• _WHAT IS ASKED_
Can you render everything from the line containing "Target: grass field" down to the last of these lines as a Markdown table with the columns Row and Line, skipping any blank lines?

-- BEGIN SOURCE RECORDS --

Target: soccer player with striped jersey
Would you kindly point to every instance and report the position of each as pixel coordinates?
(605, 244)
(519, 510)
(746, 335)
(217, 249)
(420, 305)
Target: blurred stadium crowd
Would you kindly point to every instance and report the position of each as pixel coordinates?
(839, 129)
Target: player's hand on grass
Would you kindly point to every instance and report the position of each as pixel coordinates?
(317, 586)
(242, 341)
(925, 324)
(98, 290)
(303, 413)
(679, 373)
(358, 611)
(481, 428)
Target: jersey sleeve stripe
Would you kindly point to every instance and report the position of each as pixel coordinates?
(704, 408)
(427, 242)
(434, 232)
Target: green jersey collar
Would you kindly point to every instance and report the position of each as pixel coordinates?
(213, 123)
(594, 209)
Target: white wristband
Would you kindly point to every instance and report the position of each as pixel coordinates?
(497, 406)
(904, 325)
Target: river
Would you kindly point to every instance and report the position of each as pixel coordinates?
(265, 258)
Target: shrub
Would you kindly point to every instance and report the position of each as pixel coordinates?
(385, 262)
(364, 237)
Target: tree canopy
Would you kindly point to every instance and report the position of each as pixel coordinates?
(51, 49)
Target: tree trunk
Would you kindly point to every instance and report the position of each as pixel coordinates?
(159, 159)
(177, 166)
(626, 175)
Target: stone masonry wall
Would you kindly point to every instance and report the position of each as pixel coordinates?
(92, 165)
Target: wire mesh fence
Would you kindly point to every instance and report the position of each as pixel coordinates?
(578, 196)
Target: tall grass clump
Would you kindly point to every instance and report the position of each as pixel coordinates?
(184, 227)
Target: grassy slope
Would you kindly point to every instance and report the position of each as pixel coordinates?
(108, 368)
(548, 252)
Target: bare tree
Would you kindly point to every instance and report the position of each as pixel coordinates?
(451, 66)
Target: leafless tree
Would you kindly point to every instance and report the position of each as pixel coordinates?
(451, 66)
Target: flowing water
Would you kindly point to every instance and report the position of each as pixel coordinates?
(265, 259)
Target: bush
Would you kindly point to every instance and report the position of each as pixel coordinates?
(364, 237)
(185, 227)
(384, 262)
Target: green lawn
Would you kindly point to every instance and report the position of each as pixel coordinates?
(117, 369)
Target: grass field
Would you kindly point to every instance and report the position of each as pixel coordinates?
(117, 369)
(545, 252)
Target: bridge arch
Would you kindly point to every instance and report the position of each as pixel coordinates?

-- END SOURCE RECORDS --

• _RESULT BELOW_
| Row | Line |
|---|---|
| 1 | Target: grass field |
| 2 | Would you kindly point to every instance and report the position of each as pixel coordinates? |
| 3 | (117, 369) |
| 4 | (545, 252) |
| 5 | Target: bridge arch |
| 6 | Would you kindly point to every instance and report the position of each as pixel coordinates? |